Saved data entries
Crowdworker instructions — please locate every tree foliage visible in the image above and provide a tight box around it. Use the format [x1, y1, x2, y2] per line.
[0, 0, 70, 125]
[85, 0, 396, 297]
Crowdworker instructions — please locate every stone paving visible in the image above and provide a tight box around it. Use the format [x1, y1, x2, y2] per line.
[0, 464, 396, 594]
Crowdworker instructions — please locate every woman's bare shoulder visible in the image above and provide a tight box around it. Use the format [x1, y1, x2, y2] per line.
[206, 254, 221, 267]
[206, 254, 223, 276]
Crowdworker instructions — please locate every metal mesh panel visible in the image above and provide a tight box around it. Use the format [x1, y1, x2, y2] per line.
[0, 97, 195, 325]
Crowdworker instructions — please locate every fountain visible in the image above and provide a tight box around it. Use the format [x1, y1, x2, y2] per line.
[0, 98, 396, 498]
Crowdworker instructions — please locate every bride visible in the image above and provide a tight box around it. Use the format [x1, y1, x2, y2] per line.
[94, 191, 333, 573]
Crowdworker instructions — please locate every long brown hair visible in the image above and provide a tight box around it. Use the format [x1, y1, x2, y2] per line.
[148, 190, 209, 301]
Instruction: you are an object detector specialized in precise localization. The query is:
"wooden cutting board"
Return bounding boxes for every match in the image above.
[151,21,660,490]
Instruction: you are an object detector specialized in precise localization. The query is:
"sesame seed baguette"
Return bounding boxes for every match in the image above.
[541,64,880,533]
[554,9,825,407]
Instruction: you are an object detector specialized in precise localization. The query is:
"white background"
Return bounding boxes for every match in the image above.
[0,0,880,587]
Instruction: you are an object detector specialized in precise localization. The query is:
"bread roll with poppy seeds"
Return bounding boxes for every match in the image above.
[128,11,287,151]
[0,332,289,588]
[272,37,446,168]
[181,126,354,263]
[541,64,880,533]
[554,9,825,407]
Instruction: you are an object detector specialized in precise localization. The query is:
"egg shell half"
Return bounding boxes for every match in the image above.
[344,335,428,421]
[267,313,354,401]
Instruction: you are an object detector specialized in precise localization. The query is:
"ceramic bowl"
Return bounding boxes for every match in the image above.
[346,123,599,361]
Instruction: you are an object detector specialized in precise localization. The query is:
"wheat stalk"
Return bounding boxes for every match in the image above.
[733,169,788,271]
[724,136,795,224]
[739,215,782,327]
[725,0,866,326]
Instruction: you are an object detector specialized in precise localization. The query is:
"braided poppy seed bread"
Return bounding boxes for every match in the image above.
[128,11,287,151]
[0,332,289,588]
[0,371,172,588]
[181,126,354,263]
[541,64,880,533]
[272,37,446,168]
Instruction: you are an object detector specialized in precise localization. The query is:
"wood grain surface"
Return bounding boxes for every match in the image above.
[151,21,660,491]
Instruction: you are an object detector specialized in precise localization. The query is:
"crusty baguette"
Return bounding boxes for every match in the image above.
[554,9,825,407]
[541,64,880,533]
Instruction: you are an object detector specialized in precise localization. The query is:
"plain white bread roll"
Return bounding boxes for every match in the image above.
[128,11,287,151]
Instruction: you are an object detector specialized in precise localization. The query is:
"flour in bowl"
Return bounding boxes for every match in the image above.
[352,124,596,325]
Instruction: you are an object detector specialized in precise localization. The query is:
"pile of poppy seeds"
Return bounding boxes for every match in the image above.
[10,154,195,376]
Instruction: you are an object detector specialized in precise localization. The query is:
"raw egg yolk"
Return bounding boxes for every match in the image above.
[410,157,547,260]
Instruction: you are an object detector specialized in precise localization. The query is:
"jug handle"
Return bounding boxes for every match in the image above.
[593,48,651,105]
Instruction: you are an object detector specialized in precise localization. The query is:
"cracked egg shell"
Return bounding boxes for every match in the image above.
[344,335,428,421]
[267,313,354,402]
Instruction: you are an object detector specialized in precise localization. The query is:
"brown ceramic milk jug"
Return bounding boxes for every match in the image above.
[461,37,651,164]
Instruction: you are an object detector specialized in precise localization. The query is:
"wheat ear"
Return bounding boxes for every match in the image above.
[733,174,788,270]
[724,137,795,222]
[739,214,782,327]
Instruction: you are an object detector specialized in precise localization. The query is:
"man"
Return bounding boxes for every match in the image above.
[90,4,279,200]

__Task to carry out__. Convert the material above into a Markdown table with the columns Row and Line, numbering each non-blank line in order and leaving blank lines out.

__Completed task__.
| Row | Line |
|---|---|
| 1 | Crowdworker instructions — please locate every tree foliage visible in the image above and provide a tight box around it. Use the format [x1, y1, x2, y2] per line. |
| 2 | [0, 0, 70, 125] |
| 3 | [85, 0, 396, 297] |
| 4 | Crowdworker instructions — please locate every stone paving visible in the image above and provide a tight box around it. Use the format [x1, y1, x2, y2] per line. |
| 5 | [0, 464, 396, 594] |
| 6 | Crowdworker instructions — please locate every woman's bare shoulder visible in the image above and provide a tight box around it. Use the format [x1, y1, x2, y2] per line. |
| 7 | [206, 254, 221, 267] |
| 8 | [206, 254, 223, 276] |
| 9 | Crowdworker instructions — please locate every metal mesh panel visible in the image above and provide a tight box around it. Use the format [x1, y1, x2, y2] per line. |
| 10 | [0, 97, 195, 325] |
| 11 | Crowdworker instructions — please locate every fountain visible in the image above and provide a tight box around it. Use the format [x1, y1, x2, y2] per line. |
| 12 | [0, 98, 396, 498] |
| 13 | Crowdworker instructions — please locate every bride visible in the image above and provide a tight box around it. Use the format [x1, y1, x2, y2] per line. |
| 14 | [94, 191, 333, 573] |
| 15 | Crowdworker instructions — please locate every long brown hair visible in the image above and provide a tight box around it. Use the format [x1, y1, x2, y2] per line. |
| 16 | [148, 190, 209, 301] |
| 17 | Instruction: you are an object detector specialized in precise localization. The query is: |
| 18 | "wooden cutting board" |
| 19 | Return bounding boxes for every match in the image above. |
| 20 | [151,21,660,490] |
| 21 | Instruction: you are an object detector specialized in precise localization. The query is: |
| 22 | "sesame seed baguette" |
| 23 | Return bounding boxes for every match in the image above. |
| 24 | [541,64,880,533] |
| 25 | [554,9,825,407] |
| 26 | Instruction: you are an object detector specialized in precise localization. The query is: |
| 27 | "white background" |
| 28 | Return bounding boxes for every match in the image above. |
| 29 | [0,0,880,587] |
| 30 | Instruction: you are an object detector specialized in precise localization. The query is: |
| 31 | "bread roll with poppy seeds" |
| 32 | Return bounding boxes for every match in the image above. |
| 33 | [128,11,287,151] |
| 34 | [0,332,289,588] |
| 35 | [272,37,446,168] |
| 36 | [181,126,354,263] |
| 37 | [541,64,880,533] |
| 38 | [554,9,825,407] |
| 39 | Instruction: you are an object detector specialized in precise localization. The query is: |
| 40 | "egg shell half" |
| 41 | Return bounding boxes for every match in the image above. |
| 42 | [344,335,428,421] |
| 43 | [267,313,354,401] |
| 44 | Instruction: you are an object detector specialized in precise localization. The query is: |
| 45 | "ceramic bowl" |
| 46 | Return bounding boxes for every match in the image above. |
| 47 | [346,123,599,361] |
| 48 | Instruction: you are an object detector specialized in precise localization. The query is: |
| 49 | "wheat stalk" |
| 50 | Return bounding boxes for every match in the image above. |
| 51 | [733,169,788,271] |
| 52 | [724,136,795,224] |
| 53 | [739,215,782,327] |
| 54 | [725,0,866,326] |
| 55 | Instruction: you are an object detector specialized in precise localization. The query is: |
| 56 | "braided poppy seed bread" |
| 57 | Return bounding boxes for every match in the image above. |
| 58 | [128,11,287,151] |
| 59 | [0,332,289,588] |
| 60 | [0,371,172,588] |
| 61 | [181,126,354,263] |
| 62 | [541,64,880,533] |
| 63 | [272,37,446,168] |
| 64 | Instruction: you are an object detector specialized in precise localization. The query is: |
| 65 | "wood grain surface" |
| 66 | Return bounding boxes for every match in the image above. |
| 67 | [151,21,660,491] |
| 68 | Instruction: you are an object detector specialized in precise localization. The query is: |
| 69 | "crusty baguette" |
| 70 | Return bounding boxes for every match in the image above. |
| 71 | [554,9,825,407] |
| 72 | [541,64,880,533] |
| 73 | Instruction: you are an object detector specialized in precise localization. The query is: |
| 74 | "plain white bread roll" |
| 75 | Return bounding boxes for every match in the image above. |
| 76 | [128,11,287,151] |
| 77 | Instruction: you are an object detector specialized in precise localization. The query is: |
| 78 | "flour in bowl" |
| 79 | Return bounding boxes for every match in the image above. |
| 80 | [352,124,596,325] |
| 81 | Instruction: you are an object detector specialized in precise localization. The query is: |
| 82 | "pile of poppy seeds" |
| 83 | Return bounding boxes for every match in the image above. |
| 84 | [10,154,195,376] |
| 85 | Instruction: you are an object detector specialized in precise localization. The query is: |
| 86 | "raw egg yolk" |
| 87 | Return bounding boxes for every match in the image above. |
| 88 | [410,157,547,260] |
| 89 | Instruction: you are an object detector specialized in precise localization. The query is: |
| 90 | "jug handle" |
| 91 | Return bounding boxes for every match in the image above. |
| 92 | [593,48,651,105] |
| 93 | Instruction: you are an object detector specialized in precise localization. The query is: |
| 94 | "cracked egg shell" |
| 95 | Return bounding boxes for every match in the image above. |
| 96 | [344,335,428,421] |
| 97 | [267,313,354,402] |
| 98 | Instruction: you are an object detector specialized in precise localization. The query is: |
| 99 | "brown ceramic milk jug" |
| 100 | Return bounding boxes for every match in the image above. |
| 101 | [461,37,651,164] |
| 102 | Instruction: you are an object detector specialized in precise localization. The query is: |
| 103 | "wheat ear" |
| 104 | Return bounding boxes for every match in the image above. |
| 105 | [733,174,788,270] |
| 106 | [724,137,795,222] |
| 107 | [739,214,782,327] |
| 108 | Instruction: you are an object detector specialized in precise localization. The query is: |
| 109 | "man" |
| 110 | Return bounding boxes for every match in the image above. |
| 111 | [90,4,279,200] |